WHAT IS BEING ASKED: Render the records below as a single numbered list, omitting any blank lines.

PROVIDED DATA:
::::::::::

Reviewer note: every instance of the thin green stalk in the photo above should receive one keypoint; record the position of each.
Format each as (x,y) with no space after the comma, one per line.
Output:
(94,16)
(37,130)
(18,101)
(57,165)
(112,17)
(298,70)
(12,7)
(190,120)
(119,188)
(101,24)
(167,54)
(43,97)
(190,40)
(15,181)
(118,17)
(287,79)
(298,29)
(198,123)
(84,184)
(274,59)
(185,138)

::::::::::

EXERCISE RESULT:
1. Reviewer note: every instance of the thin green stalk in the photo above should receive one keypoint; record the position of each.
2. Format each as (x,y) with no space after the comma, one per line.
3. Output:
4. (94,16)
5. (37,130)
6. (18,101)
7. (57,165)
8. (112,17)
9. (298,70)
10. (12,7)
11. (190,120)
12. (119,188)
13. (101,24)
14. (167,54)
15. (43,97)
16. (190,40)
17. (15,181)
18. (118,17)
19. (287,79)
20. (298,29)
21. (198,123)
22. (84,184)
23. (274,59)
24. (185,138)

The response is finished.